* [Aim of the exercise] Find the line that contains "For every instance of the gap". Then set down that line and all the lines after it, to the end of the records, exactly and with nothing added.

Natural-language object grounding data:
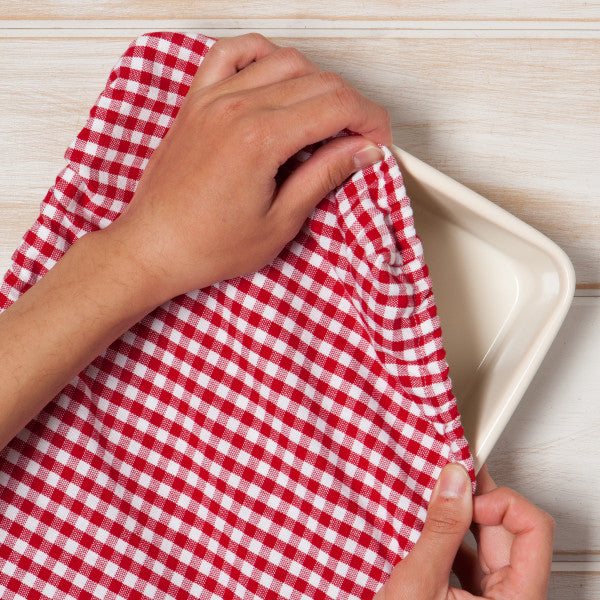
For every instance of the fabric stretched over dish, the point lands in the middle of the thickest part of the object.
(276, 435)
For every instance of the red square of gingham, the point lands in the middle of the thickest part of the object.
(276, 435)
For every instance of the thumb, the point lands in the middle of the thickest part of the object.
(326, 169)
(425, 572)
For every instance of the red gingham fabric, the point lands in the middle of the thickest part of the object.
(276, 435)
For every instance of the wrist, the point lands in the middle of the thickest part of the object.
(117, 259)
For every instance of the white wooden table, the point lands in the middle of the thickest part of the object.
(505, 98)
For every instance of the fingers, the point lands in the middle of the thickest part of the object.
(325, 170)
(230, 55)
(425, 572)
(532, 528)
(325, 114)
(485, 483)
(282, 64)
(466, 568)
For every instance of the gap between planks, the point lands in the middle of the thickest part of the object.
(306, 28)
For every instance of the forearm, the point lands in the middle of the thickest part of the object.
(87, 300)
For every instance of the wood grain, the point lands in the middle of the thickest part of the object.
(342, 9)
(574, 586)
(495, 114)
(510, 114)
(549, 450)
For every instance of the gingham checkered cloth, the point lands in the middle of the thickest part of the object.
(276, 435)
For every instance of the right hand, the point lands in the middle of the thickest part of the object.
(514, 546)
(207, 206)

* [Exercise answer]
For every instance of the gap between planks, the point lands in the middle of the thickest part of the object.
(306, 28)
For every instance of the forearm, the point lands in the middle of the thickest part of the object.
(87, 300)
For every instance of the wood grain, the point lands in the middle of the thickest part of the object.
(342, 9)
(574, 586)
(495, 114)
(510, 114)
(549, 450)
For every instance of the gingham checkered cloth, the point lands in the middle of the thickest part of the object.
(276, 435)
For every instance of the right hand, the point lands in the middle of the thickest part of the object.
(514, 546)
(207, 206)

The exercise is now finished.